[RECORDS TO PROCESS Boundary: Start]
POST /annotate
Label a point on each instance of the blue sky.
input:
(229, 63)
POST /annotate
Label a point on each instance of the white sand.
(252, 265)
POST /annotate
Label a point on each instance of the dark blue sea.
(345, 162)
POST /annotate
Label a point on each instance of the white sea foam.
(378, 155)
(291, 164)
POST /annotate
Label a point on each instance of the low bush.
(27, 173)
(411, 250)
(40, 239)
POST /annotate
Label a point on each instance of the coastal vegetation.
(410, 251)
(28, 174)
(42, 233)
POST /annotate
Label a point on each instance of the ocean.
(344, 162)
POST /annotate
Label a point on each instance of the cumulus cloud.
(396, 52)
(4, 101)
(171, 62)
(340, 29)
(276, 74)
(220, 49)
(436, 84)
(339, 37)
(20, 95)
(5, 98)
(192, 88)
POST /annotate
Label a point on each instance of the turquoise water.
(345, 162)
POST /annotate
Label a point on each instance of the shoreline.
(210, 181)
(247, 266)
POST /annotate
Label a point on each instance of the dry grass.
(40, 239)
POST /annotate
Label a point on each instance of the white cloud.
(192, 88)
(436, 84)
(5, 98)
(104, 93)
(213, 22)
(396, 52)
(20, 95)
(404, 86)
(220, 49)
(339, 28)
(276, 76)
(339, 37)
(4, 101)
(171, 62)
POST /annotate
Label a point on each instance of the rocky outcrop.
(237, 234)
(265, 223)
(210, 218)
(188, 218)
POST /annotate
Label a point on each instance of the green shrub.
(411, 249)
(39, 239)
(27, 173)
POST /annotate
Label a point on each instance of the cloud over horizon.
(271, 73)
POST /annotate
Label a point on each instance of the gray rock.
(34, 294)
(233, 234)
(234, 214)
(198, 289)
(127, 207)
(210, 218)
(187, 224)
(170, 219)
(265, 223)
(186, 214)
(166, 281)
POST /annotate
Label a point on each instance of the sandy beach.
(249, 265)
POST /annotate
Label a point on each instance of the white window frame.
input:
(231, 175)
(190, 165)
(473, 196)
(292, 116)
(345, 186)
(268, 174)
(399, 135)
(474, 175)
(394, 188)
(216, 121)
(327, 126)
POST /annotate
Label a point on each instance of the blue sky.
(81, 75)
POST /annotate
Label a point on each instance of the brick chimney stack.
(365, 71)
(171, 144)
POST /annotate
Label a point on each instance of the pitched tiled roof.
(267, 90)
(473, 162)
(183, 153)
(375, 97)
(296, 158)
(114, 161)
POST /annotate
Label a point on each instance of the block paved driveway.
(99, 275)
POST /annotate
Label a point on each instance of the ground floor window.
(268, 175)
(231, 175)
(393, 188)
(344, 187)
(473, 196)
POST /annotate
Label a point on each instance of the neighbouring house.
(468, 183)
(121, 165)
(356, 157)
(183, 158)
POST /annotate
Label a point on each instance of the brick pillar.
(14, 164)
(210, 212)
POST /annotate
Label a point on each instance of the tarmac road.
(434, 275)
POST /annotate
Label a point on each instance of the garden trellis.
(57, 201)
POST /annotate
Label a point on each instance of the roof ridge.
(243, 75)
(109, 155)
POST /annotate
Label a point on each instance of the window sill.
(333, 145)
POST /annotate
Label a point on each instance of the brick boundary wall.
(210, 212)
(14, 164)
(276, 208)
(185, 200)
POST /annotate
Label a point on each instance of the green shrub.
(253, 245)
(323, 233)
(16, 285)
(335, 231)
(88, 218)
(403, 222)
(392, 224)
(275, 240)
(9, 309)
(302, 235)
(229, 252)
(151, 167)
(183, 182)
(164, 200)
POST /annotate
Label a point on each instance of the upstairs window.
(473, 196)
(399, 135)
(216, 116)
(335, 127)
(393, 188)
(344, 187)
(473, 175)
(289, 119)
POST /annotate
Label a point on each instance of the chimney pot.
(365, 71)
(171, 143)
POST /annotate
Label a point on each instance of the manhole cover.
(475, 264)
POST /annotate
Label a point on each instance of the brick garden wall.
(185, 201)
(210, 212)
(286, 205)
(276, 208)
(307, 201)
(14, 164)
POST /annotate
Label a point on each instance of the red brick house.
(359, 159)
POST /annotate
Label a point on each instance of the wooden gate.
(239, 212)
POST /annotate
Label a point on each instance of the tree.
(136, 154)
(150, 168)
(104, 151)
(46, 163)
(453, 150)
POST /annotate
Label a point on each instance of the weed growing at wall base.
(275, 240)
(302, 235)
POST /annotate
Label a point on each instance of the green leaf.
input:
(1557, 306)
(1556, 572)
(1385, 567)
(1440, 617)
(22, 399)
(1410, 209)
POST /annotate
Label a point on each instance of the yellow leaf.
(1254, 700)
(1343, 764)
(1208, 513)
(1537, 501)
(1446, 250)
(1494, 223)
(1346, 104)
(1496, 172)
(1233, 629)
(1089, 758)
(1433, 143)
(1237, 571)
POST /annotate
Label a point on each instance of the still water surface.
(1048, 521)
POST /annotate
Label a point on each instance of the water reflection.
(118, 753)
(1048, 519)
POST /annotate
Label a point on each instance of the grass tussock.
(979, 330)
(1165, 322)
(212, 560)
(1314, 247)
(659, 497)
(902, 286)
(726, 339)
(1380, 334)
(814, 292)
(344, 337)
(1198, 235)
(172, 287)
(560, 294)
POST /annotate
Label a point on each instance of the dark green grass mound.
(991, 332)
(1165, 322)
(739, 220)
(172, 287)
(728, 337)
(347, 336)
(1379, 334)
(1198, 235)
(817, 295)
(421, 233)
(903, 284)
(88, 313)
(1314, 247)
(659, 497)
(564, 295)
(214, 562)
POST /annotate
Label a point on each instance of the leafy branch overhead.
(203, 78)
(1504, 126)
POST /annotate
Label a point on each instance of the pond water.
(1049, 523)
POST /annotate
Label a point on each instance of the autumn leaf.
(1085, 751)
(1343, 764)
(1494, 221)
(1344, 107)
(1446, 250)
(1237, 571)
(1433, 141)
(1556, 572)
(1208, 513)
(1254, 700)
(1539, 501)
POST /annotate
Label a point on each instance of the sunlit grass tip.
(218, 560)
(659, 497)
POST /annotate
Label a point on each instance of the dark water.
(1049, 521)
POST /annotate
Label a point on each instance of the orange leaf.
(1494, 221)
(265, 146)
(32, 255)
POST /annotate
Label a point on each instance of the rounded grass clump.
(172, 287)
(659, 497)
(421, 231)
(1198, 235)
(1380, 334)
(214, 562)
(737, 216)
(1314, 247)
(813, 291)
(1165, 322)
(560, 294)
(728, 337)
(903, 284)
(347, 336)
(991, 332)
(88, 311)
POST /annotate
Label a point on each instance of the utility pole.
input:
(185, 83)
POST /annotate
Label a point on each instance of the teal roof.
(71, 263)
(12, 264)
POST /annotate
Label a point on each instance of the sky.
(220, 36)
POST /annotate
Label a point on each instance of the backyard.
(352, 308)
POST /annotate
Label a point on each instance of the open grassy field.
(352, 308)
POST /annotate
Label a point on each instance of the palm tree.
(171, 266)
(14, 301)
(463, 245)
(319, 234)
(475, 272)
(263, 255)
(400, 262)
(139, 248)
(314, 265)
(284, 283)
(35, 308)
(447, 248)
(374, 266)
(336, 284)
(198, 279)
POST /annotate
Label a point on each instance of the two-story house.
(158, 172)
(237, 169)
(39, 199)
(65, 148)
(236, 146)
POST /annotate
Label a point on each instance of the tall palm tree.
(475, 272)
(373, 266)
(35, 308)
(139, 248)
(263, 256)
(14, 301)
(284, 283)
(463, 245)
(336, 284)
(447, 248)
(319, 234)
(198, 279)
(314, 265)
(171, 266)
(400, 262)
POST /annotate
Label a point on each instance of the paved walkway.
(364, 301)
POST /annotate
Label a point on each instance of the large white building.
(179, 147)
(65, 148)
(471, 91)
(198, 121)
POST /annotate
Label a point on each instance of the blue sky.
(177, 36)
[RECORDS TO PROCESS Boundary: End]
### DESCRIPTION OF THE TASK
The data must be given again in full. Keep every line identical.

### REPLY
POST /annotate
Label a point on each instance of the blue sky.
input:
(229, 63)
POST /annotate
Label a point on each instance of the white sand.
(252, 265)
POST /annotate
Label a point on each instance of the dark blue sea.
(345, 162)
POST /annotate
Label a point on each instance of the white sea foam.
(378, 155)
(291, 164)
POST /annotate
Label a point on each instance of the low bush.
(27, 173)
(411, 250)
(40, 239)
POST /annotate
Label a point on each instance of the coastal vegetation.
(410, 251)
(28, 174)
(42, 233)
POST /annotate
Label a point on each instance of the ocean.
(344, 162)
POST /annotate
Label a point on each instance of the cumulus cloud.
(396, 52)
(4, 101)
(171, 62)
(340, 29)
(276, 74)
(220, 49)
(436, 84)
(339, 37)
(20, 95)
(5, 98)
(192, 88)
POST /annotate
Label a point on each instance of the turquoise water.
(345, 162)
POST /annotate
Label a point on each instance of the shoreline.
(210, 181)
(247, 266)
POST /annotate
Label a point on each instance of the dry grass.
(40, 239)
POST /annotate
Label a point on each instance of the white cloud.
(192, 88)
(436, 84)
(5, 98)
(104, 93)
(213, 22)
(396, 52)
(20, 95)
(404, 86)
(220, 49)
(339, 28)
(276, 76)
(339, 37)
(4, 101)
(171, 62)
POST /annotate
Label a point on each instance of the rocky outcrop.
(237, 234)
(265, 223)
(210, 218)
(188, 218)
POST /annotate
Label a point on each instance of the green shrub.
(411, 249)
(39, 239)
(27, 173)
POST /annotate
Label a point on each instance of the cloud over horizon.
(271, 73)
POST /annotate
Label a point on each instance of the gray rock.
(34, 294)
(233, 234)
(234, 214)
(198, 289)
(127, 207)
(210, 218)
(187, 224)
(170, 219)
(265, 223)
(186, 214)
(166, 281)
POST /annotate
Label a point on each instance of the sandy beach.
(249, 265)
POST /annotate
Label a point on each instance of the white window frame.
input:
(231, 175)
(190, 165)
(473, 196)
(292, 116)
(345, 186)
(268, 174)
(399, 135)
(474, 175)
(394, 188)
(216, 121)
(327, 126)
POST /annotate
Label a point on each instance of the blue sky.
(81, 75)
POST /annotate
Label a point on each instance of the brick chimney stack.
(365, 71)
(171, 144)
POST /annotate
Label a point on each instance of the pitched tiled roof.
(267, 90)
(473, 162)
(183, 153)
(375, 97)
(296, 158)
(114, 161)
POST /annotate
Label a point on each instance of the block paved driveway.
(99, 275)
POST /annotate
Label a point on each instance of the ground floor window.
(268, 175)
(231, 175)
(393, 188)
(344, 187)
(473, 196)
POST /annotate
Label a point on each instance of the neighbouring house.
(468, 183)
(121, 165)
(356, 157)
(183, 158)
POST /annotate
Label a point on each instance of the brick pillar.
(14, 164)
(210, 212)
POST /annotate
Label a point on each instance of the tarmac road.
(434, 275)
POST /annotate
Label a point on each instance of the garden trellis.
(57, 201)
POST /annotate
Label a point on each instance of the roof ridge.
(243, 75)
(109, 155)
POST /annotate
Label a point on each instance of the window sill.
(333, 145)
POST /annotate
Label a point on each instance of the brick boundary wall.
(210, 212)
(14, 164)
(276, 208)
(185, 200)
POST /annotate
Label a point on each instance of the green shrub.
(253, 245)
(323, 233)
(16, 285)
(335, 231)
(88, 218)
(403, 222)
(392, 224)
(275, 240)
(9, 309)
(302, 235)
(229, 252)
(151, 167)
(183, 182)
(164, 200)
POST /annotate
Label a point on each instance of the upstairs window.
(473, 196)
(399, 135)
(216, 116)
(335, 127)
(393, 188)
(344, 187)
(473, 175)
(289, 119)
POST /annotate
Label a point on each instance of the chimney pot.
(365, 71)
(171, 143)
POST /annotate
Label a point on each instance of the manhole cover.
(475, 264)
POST /annotate
Label a point on each instance of the brick garden wall.
(185, 201)
(210, 212)
(286, 205)
(276, 208)
(307, 201)
(14, 164)
POST /annotate
Label a point on each instance of the red brick house.
(359, 159)
POST /annotate
Label a point on each instance of the wooden gate.
(239, 212)
POST /annotate
Label a point on each instance of the tree.
(136, 154)
(150, 168)
(104, 151)
(46, 163)
(453, 150)
POST /annotate
Label a point on each instance of the weed growing at wall base.
(275, 240)
(302, 235)
POST /annotate
Label a point on each instance of the green leaf.
input:
(1557, 306)
(1556, 572)
(1385, 567)
(1440, 617)
(22, 399)
(1410, 209)
POST /annotate
Label a point on each instance of the yellow leaf.
(1254, 700)
(1343, 764)
(1208, 513)
(1537, 501)
(1446, 250)
(1494, 223)
(1346, 104)
(1496, 172)
(1233, 629)
(1089, 758)
(1433, 143)
(1237, 571)
POST /annotate
Label a point on each instance of the still water surface.
(1048, 521)
POST /annotate
Label a point on each instance of the water reflection.
(118, 753)
(1048, 519)
POST /annotate
Label a point on each instance of the grass tussock.
(979, 330)
(1165, 322)
(212, 560)
(1314, 247)
(659, 497)
(902, 286)
(726, 339)
(1380, 334)
(814, 292)
(344, 337)
(1198, 235)
(172, 287)
(560, 294)
POST /annotate
Label a point on each instance of the dark green grass mound.
(991, 332)
(1165, 322)
(739, 220)
(172, 287)
(728, 337)
(347, 336)
(1379, 334)
(1198, 235)
(817, 295)
(421, 233)
(903, 284)
(88, 313)
(1314, 247)
(659, 497)
(564, 295)
(214, 562)
POST /annotate
Label a point on each instance of the leafy branch overhead.
(203, 78)
(1504, 126)
POST /annotate
Label a point on each instance of the pond water.
(1049, 523)
POST /annotate
Label a point on each instance of the autumn leaf.
(1085, 751)
(1343, 764)
(1494, 221)
(1344, 107)
(1446, 250)
(1237, 571)
(1433, 141)
(1556, 572)
(1208, 513)
(1254, 700)
(1539, 501)
POST /annotate
Label a point on each instance of the sunlit grass tip.
(218, 560)
(659, 497)
POST /annotate
Label a point on each instance of the dark water.
(1049, 521)
POST /annotate
Label a point on each instance of the orange leaf.
(1494, 221)
(265, 146)
(32, 255)
POST /annotate
Label a point on each instance of the rounded grass clump.
(172, 287)
(659, 497)
(421, 231)
(1198, 235)
(1380, 334)
(214, 562)
(737, 216)
(1314, 247)
(813, 291)
(1165, 322)
(560, 294)
(728, 337)
(903, 284)
(347, 336)
(991, 332)
(88, 311)
POST /annotate
Label a point on each instance of the utility pole.
input:
(185, 83)
POST /annotate
Label a point on each instance of the teal roof.
(71, 263)
(12, 264)
POST /annotate
Label a point on each instance of the sky.
(220, 36)
POST /annotate
Label a point on each instance of the backyard.
(352, 308)
POST /annotate
Label a point on each instance of the open grassy field.
(352, 308)
POST /annotate
Label a point on each instance of the palm tree.
(171, 266)
(14, 301)
(463, 245)
(319, 234)
(475, 272)
(263, 255)
(400, 262)
(139, 248)
(314, 265)
(284, 283)
(35, 308)
(447, 248)
(374, 266)
(336, 284)
(198, 279)
POST /annotate
Label a point on each instance of the two-story house.
(158, 172)
(237, 169)
(39, 199)
(65, 148)
(236, 146)
POST /annotate
Label a point on each instance of the tall palm tree.
(475, 272)
(373, 266)
(35, 308)
(139, 248)
(263, 256)
(14, 301)
(284, 283)
(463, 245)
(336, 284)
(447, 248)
(319, 234)
(198, 279)
(314, 265)
(171, 266)
(400, 262)
POST /annotate
Label a point on each instance of the paved walkway.
(364, 301)
POST /annotate
Label a point on each instance of the large white building.
(179, 147)
(65, 148)
(471, 91)
(198, 121)
POST /annotate
Label a point on each instance of the blue sky.
(177, 36)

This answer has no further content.